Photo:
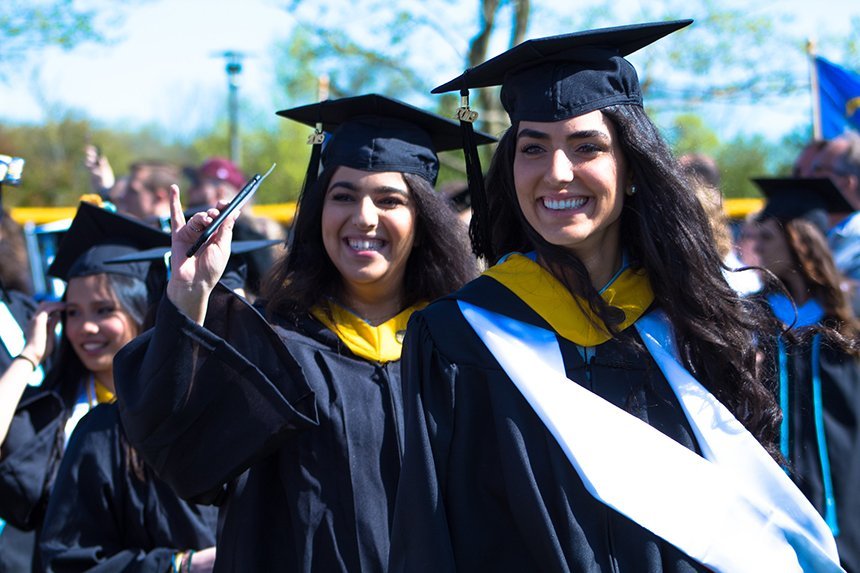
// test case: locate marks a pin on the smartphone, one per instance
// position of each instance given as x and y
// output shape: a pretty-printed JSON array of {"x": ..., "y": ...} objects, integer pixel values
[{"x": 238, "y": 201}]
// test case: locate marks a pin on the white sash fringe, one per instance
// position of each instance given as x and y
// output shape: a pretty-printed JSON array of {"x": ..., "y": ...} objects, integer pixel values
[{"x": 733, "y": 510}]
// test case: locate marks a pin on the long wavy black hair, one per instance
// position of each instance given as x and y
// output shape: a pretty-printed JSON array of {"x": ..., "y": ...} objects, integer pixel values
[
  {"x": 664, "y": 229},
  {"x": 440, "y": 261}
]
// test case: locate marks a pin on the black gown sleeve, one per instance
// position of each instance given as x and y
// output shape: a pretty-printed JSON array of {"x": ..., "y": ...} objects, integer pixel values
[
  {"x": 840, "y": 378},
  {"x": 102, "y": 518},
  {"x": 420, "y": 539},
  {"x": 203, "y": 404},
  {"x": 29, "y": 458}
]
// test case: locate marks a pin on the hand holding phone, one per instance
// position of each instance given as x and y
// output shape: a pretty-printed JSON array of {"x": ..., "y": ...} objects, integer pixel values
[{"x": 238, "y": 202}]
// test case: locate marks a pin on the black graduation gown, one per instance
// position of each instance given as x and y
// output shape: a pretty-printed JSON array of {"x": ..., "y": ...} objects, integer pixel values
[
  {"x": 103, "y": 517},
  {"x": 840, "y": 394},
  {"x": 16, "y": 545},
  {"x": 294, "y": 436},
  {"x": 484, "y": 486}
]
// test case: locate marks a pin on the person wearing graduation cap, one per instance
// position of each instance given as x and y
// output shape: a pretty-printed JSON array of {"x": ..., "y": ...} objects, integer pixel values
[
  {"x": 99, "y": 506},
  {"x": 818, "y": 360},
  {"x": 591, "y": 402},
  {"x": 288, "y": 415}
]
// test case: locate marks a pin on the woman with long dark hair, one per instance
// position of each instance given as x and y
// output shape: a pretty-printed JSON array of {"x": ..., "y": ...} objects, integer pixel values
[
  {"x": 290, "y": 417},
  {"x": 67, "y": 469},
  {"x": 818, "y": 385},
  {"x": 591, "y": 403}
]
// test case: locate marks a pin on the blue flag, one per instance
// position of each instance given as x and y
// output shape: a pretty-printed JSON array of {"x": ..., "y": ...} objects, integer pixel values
────────────────
Rewrite the lines from the one containing "flag, one per instance" through the end of the records, changing "blue flag" to "red flag" and leaving everything else as it is.

// test case: locate marks a pin on the red flag, one per instance
// position of each instance given as x and y
// output shape: a pretty-printed JSON array of {"x": ..., "y": ...} objects, integer pixel values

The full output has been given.